***** RECORDS TO USE *****

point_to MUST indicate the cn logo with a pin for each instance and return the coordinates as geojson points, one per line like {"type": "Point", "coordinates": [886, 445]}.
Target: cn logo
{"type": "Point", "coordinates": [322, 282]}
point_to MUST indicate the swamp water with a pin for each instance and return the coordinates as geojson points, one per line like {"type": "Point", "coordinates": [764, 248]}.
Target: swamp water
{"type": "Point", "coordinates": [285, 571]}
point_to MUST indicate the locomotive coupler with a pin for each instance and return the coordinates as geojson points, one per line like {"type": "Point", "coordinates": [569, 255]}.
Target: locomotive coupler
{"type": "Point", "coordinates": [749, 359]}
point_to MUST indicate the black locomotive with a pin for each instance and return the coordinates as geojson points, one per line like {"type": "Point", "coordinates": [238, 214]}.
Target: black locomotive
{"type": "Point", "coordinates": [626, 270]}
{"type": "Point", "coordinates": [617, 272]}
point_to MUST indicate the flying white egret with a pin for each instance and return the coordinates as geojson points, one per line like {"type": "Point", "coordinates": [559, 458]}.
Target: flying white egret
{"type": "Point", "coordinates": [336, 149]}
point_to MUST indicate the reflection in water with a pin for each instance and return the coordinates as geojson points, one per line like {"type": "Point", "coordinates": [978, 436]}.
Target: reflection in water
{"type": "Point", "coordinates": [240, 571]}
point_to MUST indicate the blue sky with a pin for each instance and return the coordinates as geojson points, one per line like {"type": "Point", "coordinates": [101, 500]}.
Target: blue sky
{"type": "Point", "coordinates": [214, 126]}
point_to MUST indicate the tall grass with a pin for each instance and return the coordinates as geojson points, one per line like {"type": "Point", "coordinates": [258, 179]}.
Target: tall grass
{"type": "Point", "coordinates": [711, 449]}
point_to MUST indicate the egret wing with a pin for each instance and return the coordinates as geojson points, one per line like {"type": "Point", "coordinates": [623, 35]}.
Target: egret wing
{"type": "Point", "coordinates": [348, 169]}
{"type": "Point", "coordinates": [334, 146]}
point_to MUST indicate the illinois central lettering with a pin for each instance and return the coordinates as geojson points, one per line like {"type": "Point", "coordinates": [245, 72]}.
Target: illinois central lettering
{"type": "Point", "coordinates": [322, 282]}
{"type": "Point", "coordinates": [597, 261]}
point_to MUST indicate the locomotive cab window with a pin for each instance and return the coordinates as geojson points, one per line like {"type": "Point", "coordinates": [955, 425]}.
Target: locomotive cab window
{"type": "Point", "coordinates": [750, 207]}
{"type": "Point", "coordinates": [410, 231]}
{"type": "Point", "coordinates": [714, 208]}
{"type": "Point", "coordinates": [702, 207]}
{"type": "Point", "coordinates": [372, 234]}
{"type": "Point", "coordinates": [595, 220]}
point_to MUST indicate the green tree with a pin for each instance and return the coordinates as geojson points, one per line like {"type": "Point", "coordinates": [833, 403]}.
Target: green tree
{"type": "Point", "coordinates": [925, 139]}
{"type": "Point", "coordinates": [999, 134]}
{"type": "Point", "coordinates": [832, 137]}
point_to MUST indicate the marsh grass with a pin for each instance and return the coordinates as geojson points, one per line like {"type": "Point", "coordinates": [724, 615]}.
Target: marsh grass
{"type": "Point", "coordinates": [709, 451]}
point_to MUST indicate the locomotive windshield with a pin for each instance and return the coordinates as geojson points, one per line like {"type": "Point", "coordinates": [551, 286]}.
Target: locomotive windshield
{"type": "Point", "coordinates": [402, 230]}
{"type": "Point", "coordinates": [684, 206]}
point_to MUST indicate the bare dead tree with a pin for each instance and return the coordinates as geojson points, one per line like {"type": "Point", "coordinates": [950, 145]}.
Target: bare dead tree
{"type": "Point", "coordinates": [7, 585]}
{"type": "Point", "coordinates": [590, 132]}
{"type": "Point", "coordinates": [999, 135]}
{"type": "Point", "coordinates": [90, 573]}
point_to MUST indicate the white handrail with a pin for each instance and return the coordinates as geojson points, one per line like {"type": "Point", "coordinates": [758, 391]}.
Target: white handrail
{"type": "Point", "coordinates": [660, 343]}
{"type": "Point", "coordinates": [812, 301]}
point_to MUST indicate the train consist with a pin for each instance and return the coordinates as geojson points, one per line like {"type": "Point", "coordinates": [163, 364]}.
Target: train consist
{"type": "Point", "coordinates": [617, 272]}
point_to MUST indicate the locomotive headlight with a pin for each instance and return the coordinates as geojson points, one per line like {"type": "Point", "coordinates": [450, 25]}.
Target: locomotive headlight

*****

• EXERCISE PROMPT
Print exactly the lines from the one with "point_to MUST indicate the white" through the end of the data, inclusive.

• THE ANSWER
point_to MUST indicate the white handrail with a pin for each instance and return the coordinates as geojson points, one per line like {"type": "Point", "coordinates": [758, 391]}.
Target: white handrail
{"type": "Point", "coordinates": [660, 343]}
{"type": "Point", "coordinates": [812, 301]}
point_to MUST indicate the train consist with a pin for each instance and return the coordinates as geojson points, one per line like {"type": "Point", "coordinates": [163, 364]}.
Target: train consist
{"type": "Point", "coordinates": [617, 272]}
point_to MUST indicate the locomotive headlight with a pin for each instance and return the coordinates as geojson points, one per line like {"type": "Point", "coordinates": [450, 25]}.
Target: locomotive headlight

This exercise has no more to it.